* **WHAT TO DO**
Below are some entries. Output each one exactly as it appears.

◇ ◇ ◇ ◇

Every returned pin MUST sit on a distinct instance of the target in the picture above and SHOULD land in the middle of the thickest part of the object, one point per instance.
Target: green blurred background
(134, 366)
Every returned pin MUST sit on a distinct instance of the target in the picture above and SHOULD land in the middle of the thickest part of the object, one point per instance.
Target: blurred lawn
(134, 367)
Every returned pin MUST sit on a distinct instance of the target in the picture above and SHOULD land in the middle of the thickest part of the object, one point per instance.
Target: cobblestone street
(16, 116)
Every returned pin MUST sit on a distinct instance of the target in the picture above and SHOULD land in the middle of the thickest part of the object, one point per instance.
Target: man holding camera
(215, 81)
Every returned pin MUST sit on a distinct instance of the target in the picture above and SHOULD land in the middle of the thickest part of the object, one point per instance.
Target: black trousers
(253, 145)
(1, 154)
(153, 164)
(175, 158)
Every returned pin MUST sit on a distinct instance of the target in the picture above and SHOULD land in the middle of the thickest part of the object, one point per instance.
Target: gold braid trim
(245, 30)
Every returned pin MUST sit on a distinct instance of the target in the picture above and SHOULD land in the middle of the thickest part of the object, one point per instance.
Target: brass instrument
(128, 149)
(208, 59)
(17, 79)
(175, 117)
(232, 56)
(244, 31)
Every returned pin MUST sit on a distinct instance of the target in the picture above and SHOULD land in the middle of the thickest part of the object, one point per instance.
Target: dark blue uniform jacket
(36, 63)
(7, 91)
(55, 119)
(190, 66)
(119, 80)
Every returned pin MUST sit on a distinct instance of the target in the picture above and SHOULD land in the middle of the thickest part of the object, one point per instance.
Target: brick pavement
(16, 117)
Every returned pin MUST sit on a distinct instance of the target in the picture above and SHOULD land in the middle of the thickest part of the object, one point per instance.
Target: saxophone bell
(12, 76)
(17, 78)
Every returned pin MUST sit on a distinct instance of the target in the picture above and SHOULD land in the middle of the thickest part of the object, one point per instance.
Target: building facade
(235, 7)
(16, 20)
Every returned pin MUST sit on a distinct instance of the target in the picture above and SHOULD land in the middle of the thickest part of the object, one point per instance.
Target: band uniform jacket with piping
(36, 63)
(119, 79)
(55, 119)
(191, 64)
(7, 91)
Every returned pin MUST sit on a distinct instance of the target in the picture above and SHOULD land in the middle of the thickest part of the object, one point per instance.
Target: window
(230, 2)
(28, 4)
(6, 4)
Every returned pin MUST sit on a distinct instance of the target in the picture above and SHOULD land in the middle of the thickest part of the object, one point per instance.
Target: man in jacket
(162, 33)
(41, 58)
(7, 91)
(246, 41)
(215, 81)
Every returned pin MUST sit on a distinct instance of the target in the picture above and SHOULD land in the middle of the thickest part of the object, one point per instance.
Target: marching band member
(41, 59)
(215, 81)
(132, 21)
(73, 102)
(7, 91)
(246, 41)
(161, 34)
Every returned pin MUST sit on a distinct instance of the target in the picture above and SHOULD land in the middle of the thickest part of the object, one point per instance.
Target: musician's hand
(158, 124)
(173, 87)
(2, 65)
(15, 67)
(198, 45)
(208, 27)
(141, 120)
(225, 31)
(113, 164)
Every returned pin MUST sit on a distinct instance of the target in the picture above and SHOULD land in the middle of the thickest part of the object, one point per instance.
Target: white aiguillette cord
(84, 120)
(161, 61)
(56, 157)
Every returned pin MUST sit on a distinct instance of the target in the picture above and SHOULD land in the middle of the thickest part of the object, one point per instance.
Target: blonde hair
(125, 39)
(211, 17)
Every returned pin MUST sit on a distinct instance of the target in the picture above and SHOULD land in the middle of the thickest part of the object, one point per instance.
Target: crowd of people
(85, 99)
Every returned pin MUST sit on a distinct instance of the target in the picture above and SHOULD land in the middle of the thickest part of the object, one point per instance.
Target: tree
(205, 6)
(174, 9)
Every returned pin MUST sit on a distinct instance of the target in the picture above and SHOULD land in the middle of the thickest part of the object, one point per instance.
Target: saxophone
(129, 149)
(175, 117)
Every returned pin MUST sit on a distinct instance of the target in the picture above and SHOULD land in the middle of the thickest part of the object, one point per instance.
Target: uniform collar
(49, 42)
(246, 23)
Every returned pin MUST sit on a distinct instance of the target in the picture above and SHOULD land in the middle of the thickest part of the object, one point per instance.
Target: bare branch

◇ ◇ ◇ ◇

* **RESPONSE**
Every returned pin MUST sit on a distinct instance of the target in the picture above and SHOULD land in the middle of the thickest part of the object, one point per instance.
Target: green blurred background
(134, 366)
Every returned pin MUST sit on a distinct instance of the target in the picture above and SHOULD land in the middle of the thickest part of the object, one point per instance.
Target: blurred lawn
(134, 367)
Every returned pin MUST sit on a distinct instance of the target in the picture above and SHOULD land in the middle of the thickest part of the object, one point per instance.
Target: cobblestone street
(16, 116)
Every returned pin MUST sit on a distinct instance of the target in the picture above and SHOULD land in the middle of the thickest part of the object, one point per instance.
Target: man holding camera
(215, 81)
Every returned pin MUST sit on a distinct instance of the target in the picture above and SHOULD land in the middle of the thickest part of the object, one point per instance.
Target: black trousers
(253, 145)
(1, 154)
(153, 164)
(175, 158)
Every returned pin MUST sit on a distinct instance of the target in the picture above and SHOULD land in the middle of the thickest part of the object, one point per instance.
Target: gold braid trim
(245, 30)
Every returned pin MUST sit on a distinct instance of the target in the picture above and SHOULD land in the middle of the thickest part of the object, one point per instance.
Target: brass instrument
(128, 149)
(208, 59)
(17, 79)
(175, 117)
(232, 56)
(244, 31)
Every returned pin MUST sit on a distinct instance of the target in the picture above and SHOULD land in the middle of the thickest part of the object, one point per instance.
Target: dark blue uniform jacket
(36, 63)
(7, 91)
(55, 119)
(190, 66)
(119, 80)
Every returned pin MUST sit on a distinct instance of the target in the picture above and SHOULD land in the middle of the thickest part of the object, one point per instance.
Target: brick pavement
(16, 117)
Every returned pin MUST sit on a distinct instance of the target in the picture above and SHOULD land in the middle of the thickest part of the object, one point per instance.
Target: saxophone bell
(12, 76)
(17, 78)
Every returned pin MUST sit on a distinct instance of the target in the picture above and SHOULD land in the middle of the thickest part of the object, one point per instance.
Target: building facade
(235, 7)
(16, 20)
Every returned pin MUST sit on a distinct instance of the target in the picture above and SHOULD land in the middle of the thickest part of the object, one point per instance.
Target: band uniform jacket with piping
(36, 63)
(119, 79)
(55, 119)
(191, 64)
(7, 91)
Every returned pin MUST sit on a distinct instance of the target in the picture above and SHOULD land in the middle of the thickest part of the object, one point per instance.
Target: window
(230, 2)
(28, 4)
(6, 4)
Every returned pin MUST sit on a distinct instance of the target in the picture above and SHOULD land in the middle of the thickest part of the object, one point per instance.
Target: man in jacket
(162, 33)
(41, 58)
(7, 91)
(246, 41)
(215, 81)
Every returned pin MUST sit on a distinct instance of the target in the picture above and SHOULD land in the middle of the thickest part of the object, one point per instance.
Target: marching band member
(41, 59)
(215, 81)
(132, 21)
(73, 102)
(7, 91)
(246, 41)
(161, 34)
Every returned pin MUST sit on a distinct instance of the target in the picture above and SHOULD land in the middle of the thickest part of the object, one point per instance.
Target: musician's hand
(158, 124)
(173, 87)
(2, 65)
(15, 67)
(198, 45)
(208, 27)
(141, 120)
(225, 31)
(113, 164)
Every returned pin MUST sit on a distinct instance of the target in the picture above and SHOULD land in the middle of the thickest part of the object, one point per instance.
Target: white aiguillette cord
(84, 120)
(161, 61)
(56, 157)
Every returned pin MUST sit on a distinct instance of the target in the picture above and SHOULD land in the middle of the thickest part of the object, one point per instance.
Target: blonde hair
(125, 39)
(211, 17)
Every returned pin MUST sit on a distinct instance of the target in the picture above and SHOULD land in the middle of the thickest part of the object, one point per instance.
Target: crowd of people
(85, 99)
Every returned pin MUST sit on a distinct instance of the target in the picture above and SHOULD land in the middle of the thickest part of the object, one point per instance.
Target: tree
(205, 6)
(174, 9)
Every returned pin MUST sit on a distinct instance of the target in the picture above and SHOULD land in the middle of the thickest part of the object, one point per instance.
Target: saxophone
(129, 149)
(175, 117)
Every returned pin MUST sit on a distinct instance of the target in the picture above and SHOULD land in the middle of the thickest part of the object, one point per instance.
Target: uniform collar
(49, 42)
(246, 23)
Every returned pin MUST sit on a distinct instance of the target in the picture above and SHOULD land in the middle of the thickest part of the object, one point per instance.
Target: bare branch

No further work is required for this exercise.